**Work instructions**
List every case in the court opinion excerpt whose name begins with "Commonwealth v."

**Selected extract**
#####

That brings us to the defendant’s second argument, and requires us to decide whether the officer’s check of the backpack for weapons could proceed directly to the opening of the pack without first performing any patfrisk of the exterior. On the facts of this case, we conclude that a preliminary patfrisk was not a prerequisite to the officer’s opening the backpack.
The purpose behind the protective measures allowed by Terry is to enable an officer to confirm or dispel reasonable suspicions that the stopped suspect may be armed with a weapon, thus allowing the officer “to pursue his investigation without fear of *69violence.” Adams v. Williams, 407 U.S. 143, 146 (1972). Consistent with that purpose, those measures are “confined to what is minimally necessary to learn whether the suspect is armed and to disarm him once the weapon is discovered.” Commonwealth v. Almeida, 373 Mass. 266, 272 (1977), citing Commonwealth v. Silva, 366 Mass. 402, 407-411 (1974). While the customary patfrisk is normally sufficient to detect whether a suspect has a weapon on his or her person, there are times when a patfrisk will not be sufficient. See, e.g., Hodges v. State, 678 So. 2d 1049, 1051 (Ala. 1996) (patfrisk of “hard leather boots” not required prior to removal and search of boots because frisk would not suffice to reveal weapon hidden inside); People v. Sorenson, 196 Ill. 2d 425, 441-442 (2001) (same, “steel toed” hiking boots).
The same is true of containers, which come in an infinite variety of sizes, shapes, and materials, and we therefore decline to impose a rule that would automatically require a preliminary patfrisk of any and all containers prior to searching them for weapons during a Terry stop. There are times when a patfrisk of a container will provide no useful information as to its contents, and will therefore do nothing either to confirm or to dispel an officer’s suspicion that there is a weapon inside. An obvious example would be a container with a hard exterior — it would be pointless to pat frisk a cardboard box, or a hard-sided suitcase. See United States v. McClinnhan, supra (briefcase opened without preliminary frisk). At the opposite extreme is a patfrisk of a small container made of soft material, as a patfrisk of such a container would unquestionably suffice to uncover the presence of any weapon or hard object or to confirm that no potential weapon is inside. See People v. Corpany, 859 P.2d 865, 871 (Colo. 1993) (where pat-down of “fanny pack” indicated that it did not contain any weapon, further search of fanny pack was not justified as protective search). Where a pat-frisk can establish whether a possible weapon is present or not, courts have required a preliminary patfrisk of the container in question. See, e.g., United States v. Vaughan, 718 F.2d 332, 335 (9th Cir. 1983) (because “[a]ny weapons could have been felt through the cover” of “soft and thin” briefcase, “officers had *70no reason to open it to protect their safety”); State v. Coons, 137 N.H. 365, 367-368 (1993) (where officer emptied and searched eight-inch by nine-inch drawstring bag without first frisking it, search was unreasonable because not confined “to what was minimally necessary to discover the presence of a weapon”). See also Commonwealth v. Sumerlin, 393 Mass. 127, 128, 130-131 (1984) (patfrisk of bag revealed gun inside); Commonwealth v. Johnson, 36 Mass. App. Ct. 336, 337 (1994) (gun inside handbag felt during frisk). In such cases, the patfrisk will, if a weapon is present, reveal the presence of a likely weapon and thereby confirm that a more intrusive search is justified. By the same token, a patfrisk of a small, soft-sided container that reveals no hard objects will, by itself, assuage the officer’s prior suspicion and avoid the need for any greater intrusion on the suspect’s privacy.

#####

(Dataset items)

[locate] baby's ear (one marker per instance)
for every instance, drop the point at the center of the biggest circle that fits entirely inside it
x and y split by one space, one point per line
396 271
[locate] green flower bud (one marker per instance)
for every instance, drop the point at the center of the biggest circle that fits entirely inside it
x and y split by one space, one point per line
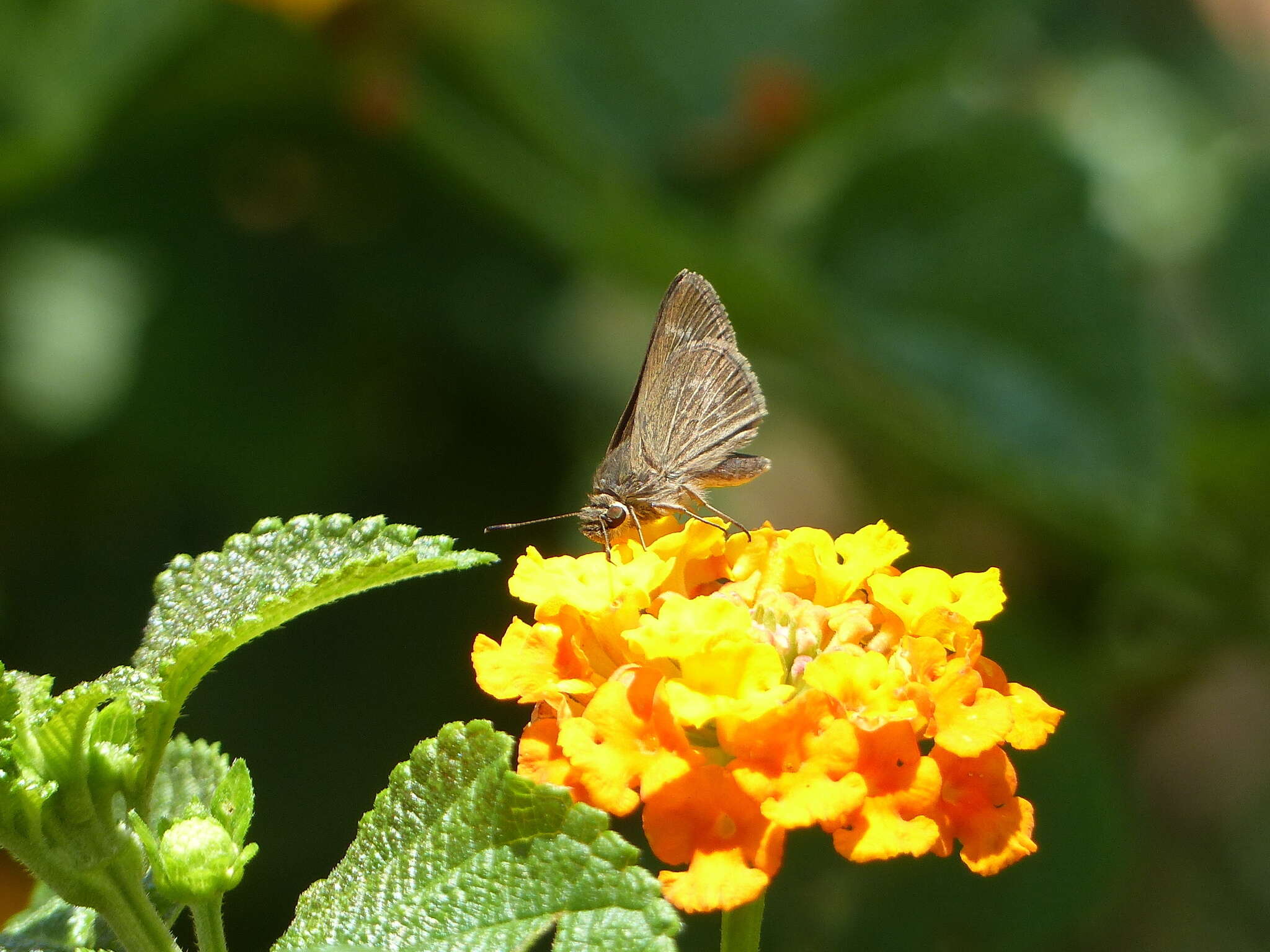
197 860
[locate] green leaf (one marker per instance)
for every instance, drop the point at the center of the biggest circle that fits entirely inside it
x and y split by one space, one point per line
220 601
50 922
460 853
191 772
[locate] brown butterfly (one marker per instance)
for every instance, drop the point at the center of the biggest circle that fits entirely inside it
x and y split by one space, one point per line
695 404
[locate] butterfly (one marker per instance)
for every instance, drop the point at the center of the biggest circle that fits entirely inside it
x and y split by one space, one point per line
695 404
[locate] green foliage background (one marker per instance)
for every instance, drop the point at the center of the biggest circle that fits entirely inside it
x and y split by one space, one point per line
1000 266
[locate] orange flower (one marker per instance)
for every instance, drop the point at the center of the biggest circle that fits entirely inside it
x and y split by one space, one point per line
744 685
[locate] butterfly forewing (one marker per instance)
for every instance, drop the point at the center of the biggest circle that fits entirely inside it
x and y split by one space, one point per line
696 400
690 311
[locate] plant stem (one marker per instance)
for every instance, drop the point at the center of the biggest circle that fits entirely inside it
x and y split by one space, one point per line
130 913
208 926
742 927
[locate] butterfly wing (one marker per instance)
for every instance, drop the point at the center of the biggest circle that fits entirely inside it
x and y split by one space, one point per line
690 311
696 402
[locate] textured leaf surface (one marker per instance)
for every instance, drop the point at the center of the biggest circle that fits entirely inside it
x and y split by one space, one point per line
460 853
50 923
211 604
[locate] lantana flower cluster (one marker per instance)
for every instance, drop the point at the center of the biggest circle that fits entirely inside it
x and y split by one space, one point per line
745 685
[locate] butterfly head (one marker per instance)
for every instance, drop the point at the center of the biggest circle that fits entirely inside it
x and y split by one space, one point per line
601 516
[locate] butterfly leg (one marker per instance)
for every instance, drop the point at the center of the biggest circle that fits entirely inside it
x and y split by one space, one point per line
639 530
717 512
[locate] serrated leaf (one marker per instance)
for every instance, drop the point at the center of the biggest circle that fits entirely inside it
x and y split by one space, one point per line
463 855
208 606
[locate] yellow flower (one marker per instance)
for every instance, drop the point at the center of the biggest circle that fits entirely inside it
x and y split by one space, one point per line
744 685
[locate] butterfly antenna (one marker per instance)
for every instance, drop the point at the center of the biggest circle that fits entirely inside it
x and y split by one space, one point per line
528 522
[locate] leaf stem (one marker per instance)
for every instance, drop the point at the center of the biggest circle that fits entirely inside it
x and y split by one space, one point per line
130 913
742 927
208 926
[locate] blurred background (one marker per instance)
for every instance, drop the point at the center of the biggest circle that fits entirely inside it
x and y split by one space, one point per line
1003 270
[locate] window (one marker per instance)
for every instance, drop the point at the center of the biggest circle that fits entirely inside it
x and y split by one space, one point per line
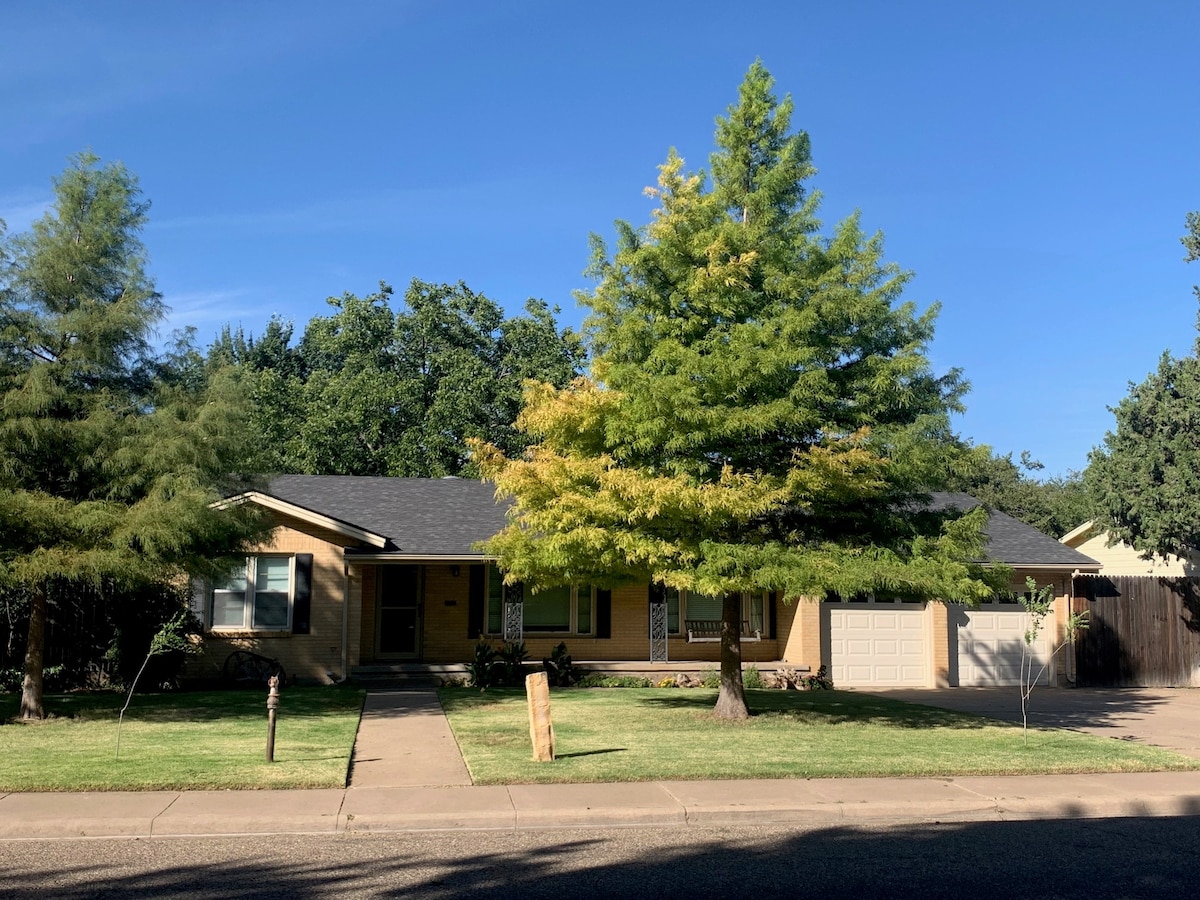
559 610
255 597
549 610
672 611
707 607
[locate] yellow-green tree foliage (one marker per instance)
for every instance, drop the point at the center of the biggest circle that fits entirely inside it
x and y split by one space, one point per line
760 413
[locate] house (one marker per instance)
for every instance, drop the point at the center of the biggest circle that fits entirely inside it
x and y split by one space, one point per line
1121 558
369 573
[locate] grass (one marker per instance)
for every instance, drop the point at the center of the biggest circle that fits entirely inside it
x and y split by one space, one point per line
645 735
183 741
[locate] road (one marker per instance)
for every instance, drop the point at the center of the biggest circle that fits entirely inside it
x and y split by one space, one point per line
1084 858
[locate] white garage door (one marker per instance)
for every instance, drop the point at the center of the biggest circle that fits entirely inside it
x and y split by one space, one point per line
990 641
876 643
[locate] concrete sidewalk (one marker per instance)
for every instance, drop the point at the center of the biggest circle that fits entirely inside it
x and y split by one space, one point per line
808 803
405 741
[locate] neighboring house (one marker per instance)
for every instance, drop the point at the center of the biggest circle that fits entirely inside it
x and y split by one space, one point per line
1121 558
367 573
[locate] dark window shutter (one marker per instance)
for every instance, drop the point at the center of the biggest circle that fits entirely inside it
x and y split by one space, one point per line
301 598
475 601
604 613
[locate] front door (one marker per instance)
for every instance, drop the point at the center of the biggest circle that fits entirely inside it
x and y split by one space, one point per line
399 612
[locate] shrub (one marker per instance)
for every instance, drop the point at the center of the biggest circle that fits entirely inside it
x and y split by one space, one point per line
497 669
820 682
598 679
480 671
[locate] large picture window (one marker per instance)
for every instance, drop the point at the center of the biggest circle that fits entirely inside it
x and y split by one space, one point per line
256 595
562 610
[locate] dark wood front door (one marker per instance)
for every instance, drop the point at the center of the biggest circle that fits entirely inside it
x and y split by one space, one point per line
399 612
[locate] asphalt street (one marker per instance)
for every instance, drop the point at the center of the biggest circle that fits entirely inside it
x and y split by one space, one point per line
1071 858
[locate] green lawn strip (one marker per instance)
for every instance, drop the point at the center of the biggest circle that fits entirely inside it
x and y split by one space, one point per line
181 741
643 735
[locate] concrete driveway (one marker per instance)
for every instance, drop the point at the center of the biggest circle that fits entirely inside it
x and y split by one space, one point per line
1162 717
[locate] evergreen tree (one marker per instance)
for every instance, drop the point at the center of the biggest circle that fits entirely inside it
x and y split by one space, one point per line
760 415
108 465
1145 480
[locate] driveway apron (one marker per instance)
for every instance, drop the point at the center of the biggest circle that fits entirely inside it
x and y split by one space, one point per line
405 741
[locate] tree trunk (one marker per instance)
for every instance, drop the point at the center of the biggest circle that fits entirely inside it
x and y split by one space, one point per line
731 702
35 651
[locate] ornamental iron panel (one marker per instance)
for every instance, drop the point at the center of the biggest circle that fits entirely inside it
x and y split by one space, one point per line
514 613
659 630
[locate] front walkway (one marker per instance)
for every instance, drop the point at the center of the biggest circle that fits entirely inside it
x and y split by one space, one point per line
405 741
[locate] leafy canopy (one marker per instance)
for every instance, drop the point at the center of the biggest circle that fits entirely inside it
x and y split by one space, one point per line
760 413
371 390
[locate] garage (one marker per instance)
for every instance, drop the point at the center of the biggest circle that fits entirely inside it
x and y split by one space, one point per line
990 640
876 643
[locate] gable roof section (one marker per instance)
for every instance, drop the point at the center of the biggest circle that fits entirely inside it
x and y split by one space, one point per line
1012 541
419 516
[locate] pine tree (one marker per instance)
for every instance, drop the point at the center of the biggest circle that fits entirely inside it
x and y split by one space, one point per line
108 465
760 415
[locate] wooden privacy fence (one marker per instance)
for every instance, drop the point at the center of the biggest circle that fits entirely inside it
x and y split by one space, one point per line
1143 631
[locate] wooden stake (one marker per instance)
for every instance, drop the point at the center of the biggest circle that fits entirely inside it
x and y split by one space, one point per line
541 730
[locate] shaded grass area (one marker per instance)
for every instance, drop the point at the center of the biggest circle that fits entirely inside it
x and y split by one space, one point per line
647 735
181 741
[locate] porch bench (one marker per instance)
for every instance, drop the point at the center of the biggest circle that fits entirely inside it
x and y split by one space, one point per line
709 631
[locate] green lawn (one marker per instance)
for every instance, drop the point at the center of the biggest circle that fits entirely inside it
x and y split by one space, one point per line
181 741
641 735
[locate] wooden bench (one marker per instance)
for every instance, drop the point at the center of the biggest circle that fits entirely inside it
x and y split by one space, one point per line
709 631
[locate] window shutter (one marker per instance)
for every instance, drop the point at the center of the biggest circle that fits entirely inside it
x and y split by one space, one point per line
475 603
301 597
199 601
604 613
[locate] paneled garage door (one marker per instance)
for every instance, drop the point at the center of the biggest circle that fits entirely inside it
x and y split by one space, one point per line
876 643
990 641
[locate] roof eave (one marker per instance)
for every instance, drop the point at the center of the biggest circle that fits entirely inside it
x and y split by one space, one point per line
305 515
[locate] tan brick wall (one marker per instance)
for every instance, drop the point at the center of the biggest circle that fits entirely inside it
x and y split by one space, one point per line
801 641
939 645
304 657
445 629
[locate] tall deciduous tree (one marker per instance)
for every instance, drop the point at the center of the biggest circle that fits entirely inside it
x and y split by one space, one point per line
1145 481
760 415
107 467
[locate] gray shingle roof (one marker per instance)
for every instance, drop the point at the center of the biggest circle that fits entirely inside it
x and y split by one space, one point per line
418 515
1012 541
449 516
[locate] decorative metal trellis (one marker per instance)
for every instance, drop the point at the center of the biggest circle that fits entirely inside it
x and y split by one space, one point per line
659 629
514 613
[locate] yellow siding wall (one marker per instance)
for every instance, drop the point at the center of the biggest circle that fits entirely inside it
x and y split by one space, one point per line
304 657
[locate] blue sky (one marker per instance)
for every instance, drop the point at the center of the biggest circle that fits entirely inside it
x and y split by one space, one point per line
1031 162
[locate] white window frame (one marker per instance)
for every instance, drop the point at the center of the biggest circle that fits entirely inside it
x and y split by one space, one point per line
247 615
748 599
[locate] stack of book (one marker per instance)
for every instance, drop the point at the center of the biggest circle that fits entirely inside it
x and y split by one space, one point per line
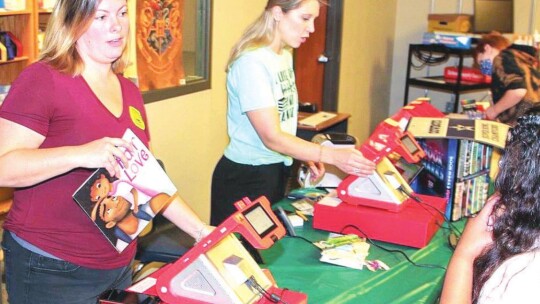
461 159
458 170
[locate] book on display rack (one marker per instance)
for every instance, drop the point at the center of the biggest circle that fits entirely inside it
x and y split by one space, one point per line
461 157
122 207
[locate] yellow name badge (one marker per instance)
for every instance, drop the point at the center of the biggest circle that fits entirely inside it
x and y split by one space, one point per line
136 117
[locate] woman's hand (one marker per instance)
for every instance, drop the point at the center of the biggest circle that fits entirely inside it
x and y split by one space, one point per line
478 232
351 161
476 237
317 171
104 153
491 113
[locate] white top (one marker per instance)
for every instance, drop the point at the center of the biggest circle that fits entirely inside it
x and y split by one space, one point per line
259 79
517 280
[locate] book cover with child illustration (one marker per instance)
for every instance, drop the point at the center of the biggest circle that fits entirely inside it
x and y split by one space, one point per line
122 207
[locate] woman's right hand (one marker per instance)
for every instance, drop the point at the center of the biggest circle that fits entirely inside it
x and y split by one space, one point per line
478 232
104 153
351 161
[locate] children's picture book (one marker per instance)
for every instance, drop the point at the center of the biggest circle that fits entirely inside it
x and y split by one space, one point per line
122 207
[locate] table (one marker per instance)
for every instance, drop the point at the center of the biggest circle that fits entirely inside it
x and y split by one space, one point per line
295 264
337 124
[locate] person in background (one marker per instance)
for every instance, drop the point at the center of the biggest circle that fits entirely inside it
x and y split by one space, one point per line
63 118
515 85
263 112
497 259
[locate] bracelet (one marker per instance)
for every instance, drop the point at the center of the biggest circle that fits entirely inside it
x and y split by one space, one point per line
199 236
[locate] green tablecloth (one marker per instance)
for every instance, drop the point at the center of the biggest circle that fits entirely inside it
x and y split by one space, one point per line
295 265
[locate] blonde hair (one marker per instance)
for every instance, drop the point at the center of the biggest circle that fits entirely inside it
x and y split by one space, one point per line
69 20
261 32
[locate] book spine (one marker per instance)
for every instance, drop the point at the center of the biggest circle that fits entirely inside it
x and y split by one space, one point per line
450 175
458 201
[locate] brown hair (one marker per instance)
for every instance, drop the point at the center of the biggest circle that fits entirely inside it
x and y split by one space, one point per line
261 31
493 39
69 20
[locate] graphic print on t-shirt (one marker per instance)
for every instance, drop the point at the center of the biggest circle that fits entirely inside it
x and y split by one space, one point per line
286 105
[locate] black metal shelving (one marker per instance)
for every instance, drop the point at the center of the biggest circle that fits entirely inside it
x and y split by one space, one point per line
438 83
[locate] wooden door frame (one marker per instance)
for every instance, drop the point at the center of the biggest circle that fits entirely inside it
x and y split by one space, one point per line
334 30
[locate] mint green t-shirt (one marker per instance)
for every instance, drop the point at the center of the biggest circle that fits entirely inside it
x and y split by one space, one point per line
259 79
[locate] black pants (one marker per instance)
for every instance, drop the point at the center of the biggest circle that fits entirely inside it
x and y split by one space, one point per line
232 181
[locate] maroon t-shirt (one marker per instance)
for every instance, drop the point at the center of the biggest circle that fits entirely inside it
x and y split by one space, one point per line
64 109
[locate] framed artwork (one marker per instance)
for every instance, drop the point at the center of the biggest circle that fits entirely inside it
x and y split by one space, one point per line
170 47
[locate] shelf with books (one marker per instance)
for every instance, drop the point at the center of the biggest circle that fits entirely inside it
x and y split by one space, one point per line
22 24
422 55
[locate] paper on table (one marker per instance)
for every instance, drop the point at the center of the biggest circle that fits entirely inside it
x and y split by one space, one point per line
317 119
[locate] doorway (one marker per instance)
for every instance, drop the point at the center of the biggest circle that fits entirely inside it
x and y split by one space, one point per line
316 62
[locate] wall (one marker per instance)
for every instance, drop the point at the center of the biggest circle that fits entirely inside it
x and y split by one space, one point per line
411 23
366 63
189 132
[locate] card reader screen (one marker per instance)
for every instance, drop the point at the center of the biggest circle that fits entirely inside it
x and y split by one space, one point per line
260 220
408 143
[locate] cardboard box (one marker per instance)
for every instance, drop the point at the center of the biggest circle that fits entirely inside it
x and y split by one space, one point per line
456 41
460 23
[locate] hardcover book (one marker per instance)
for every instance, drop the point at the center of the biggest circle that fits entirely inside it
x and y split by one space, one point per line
122 207
485 131
439 172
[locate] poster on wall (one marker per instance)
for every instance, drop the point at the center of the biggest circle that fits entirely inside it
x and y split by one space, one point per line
159 44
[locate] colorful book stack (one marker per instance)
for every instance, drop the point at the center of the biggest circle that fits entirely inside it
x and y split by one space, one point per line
461 158
458 170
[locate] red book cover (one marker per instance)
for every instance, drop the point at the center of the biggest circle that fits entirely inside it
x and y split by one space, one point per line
121 207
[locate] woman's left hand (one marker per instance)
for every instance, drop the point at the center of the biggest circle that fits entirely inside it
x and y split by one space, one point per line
491 113
317 171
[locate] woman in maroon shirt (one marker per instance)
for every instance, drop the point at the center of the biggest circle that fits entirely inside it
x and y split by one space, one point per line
64 117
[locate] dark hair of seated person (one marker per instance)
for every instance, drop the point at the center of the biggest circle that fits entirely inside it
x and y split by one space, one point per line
516 224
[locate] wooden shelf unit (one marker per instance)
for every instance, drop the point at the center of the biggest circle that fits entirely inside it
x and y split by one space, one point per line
24 25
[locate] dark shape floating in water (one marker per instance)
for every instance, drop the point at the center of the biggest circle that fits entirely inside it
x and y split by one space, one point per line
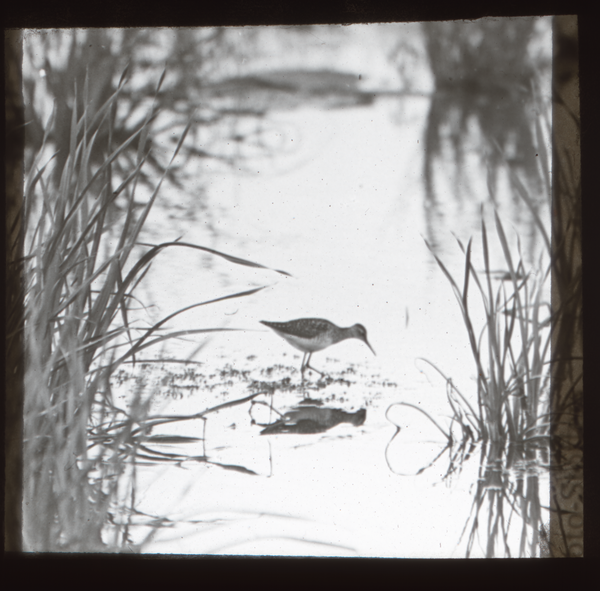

#####

**Correct result**
Commonwealth v. Almeida
Commonwealth v. Silva
Commonwealth v. Sumerlin
Commonwealth v. Johnson